ACTIVITY 1: According to the SPSS assignment text, what range do Pearson's correlation values fall within?
ACTIVITY 2: From the SPSS assignment text, return the passage that begins at the words "b. Report the" and stops after the words "of the other.".
ACTIVITY 3: In one to three sentences, explain what the SPSS assignment text says each of its two analyses allows the researcher to do.

TEXT SHOWN:
········

Assignment 9: Conduct Correlation and Multiple Regression Results Using SPSS In

Assignment 9: Conduct Correlation and Multiple Regression Results Using SPSS
In

Assignment 9: Conduct Correlation and Multiple Regression Results Using SPSS
In this assignment you will conduct a Pearson’s correlation and a multiple regression. The first analysis provides us an estimate of the magnitude and direction of the relationship between two variables measured at the interval or ratio level (Pearson’s correlation ranges from -1 to 1). The second analysis allows us to predict scores on a continuous dependent variable using two or more independent variables (these can be measured at any of the four levels).
You will use the SPSS Dataset.Therapists.sav file, which contains these seven variables:
(a) ID (Each participant’s identification number),
(b) Gender (Gender of participant: 1. Female, 2. Male)
(c) Age (Participant’s age)
(d) Long.Th (How long participant has provided therapy)
(e) Model (Participant’s preferred model of therapy: 1. Bowen Family Systems, 2. Narrative, 3. Solution-Focused, 4. Integrative)
(f) CPS (Discussed in the Week 5 SPSS Assignment)
(g) LSVS (Discussed in the Week 5 SPSS Assignment)
Part 1. Pearson’s Correlation
You will obtain a correlation matrix for the following four variables: Age, Long.Th, CPS, and LSVS.
a. Conduct the correlational analysis (refer to the SPSS example in the Correlational Design: Two Variables section in Chapter 10 -p. 166- in the Schwartz et al. text). Briefly explain why you do not have dependent nor independent variables in a correlational analysis.
b. Report the results of the correlational analysis in APA format (model your language after the example in the Schwartz et al. text).
c. A correlational analysis with four variables results in six unique coefficients. You will note that a correlational table could be folded diagonally along the left to right diagonal axis (all the 1s), with each triangular half being mirror images of each other. Explain why (a) the diagonal contains all 1s, and (b) each triangle is a mirror image of the other.
d. How many of these six correlations were statistically significant? Pick three of them and explain what you understand about the relationship between these specific variables.
Part 2. Multiple Regression
You will conduct a multiple regression using the following four variables: Gender, Long.Th, CPS, and LSVS.
a. Conduct the correlational analysis (refer to the SPSS example in the Prediction with Several Variables: Multiple Linear Regression section in Chapter 10 – p. 184 – in the Schwartz et al. text). Your dependent variable are the CPS scores, while your three independent variables are Gender, Long.Th, and LSVS scores.

········

Dataset entries:
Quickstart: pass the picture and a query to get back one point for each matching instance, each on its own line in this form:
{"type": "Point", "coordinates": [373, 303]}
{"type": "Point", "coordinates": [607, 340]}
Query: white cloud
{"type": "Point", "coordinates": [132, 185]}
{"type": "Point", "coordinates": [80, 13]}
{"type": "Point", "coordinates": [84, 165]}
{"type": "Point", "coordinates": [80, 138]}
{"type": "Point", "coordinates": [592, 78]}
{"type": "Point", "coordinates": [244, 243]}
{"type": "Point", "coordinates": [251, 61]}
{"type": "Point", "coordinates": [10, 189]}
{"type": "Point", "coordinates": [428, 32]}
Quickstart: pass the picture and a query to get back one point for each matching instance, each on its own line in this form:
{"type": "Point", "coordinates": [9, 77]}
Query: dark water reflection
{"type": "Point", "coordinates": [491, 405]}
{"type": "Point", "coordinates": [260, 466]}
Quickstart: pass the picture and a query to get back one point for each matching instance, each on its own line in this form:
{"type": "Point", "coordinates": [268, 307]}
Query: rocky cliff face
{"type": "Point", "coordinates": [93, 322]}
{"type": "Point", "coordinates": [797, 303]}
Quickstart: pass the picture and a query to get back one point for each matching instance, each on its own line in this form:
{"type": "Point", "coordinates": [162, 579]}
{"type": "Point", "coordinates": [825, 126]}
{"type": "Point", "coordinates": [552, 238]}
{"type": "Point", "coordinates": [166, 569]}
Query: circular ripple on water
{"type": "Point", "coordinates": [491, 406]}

········

ANSWER 1: Pearson's correlation ranges from -1 to 1.

ANSWER 2:
b. Report the results of the correlational analysis in APA format (model your language after the example in the Schwartz et al. text).
c. A correlational analysis with four variables results in six unique coefficients. You will note that a correlational table could be folded diagonally along the left to right diagonal axis (all the 1s), with each triangular half being mirror images of each other. Explain why (a) the diagonal contains all 1s, and (b) each triangle is a mirror image of the other.

ANSWER 3: Pearson's correlation estimates the magnitude and direction of the relationship between two variables measured at the interval or ratio level. Multiple regression predicts scores on a continuous dependent variable from two or more independent variables, which may be measured at any of the four levels.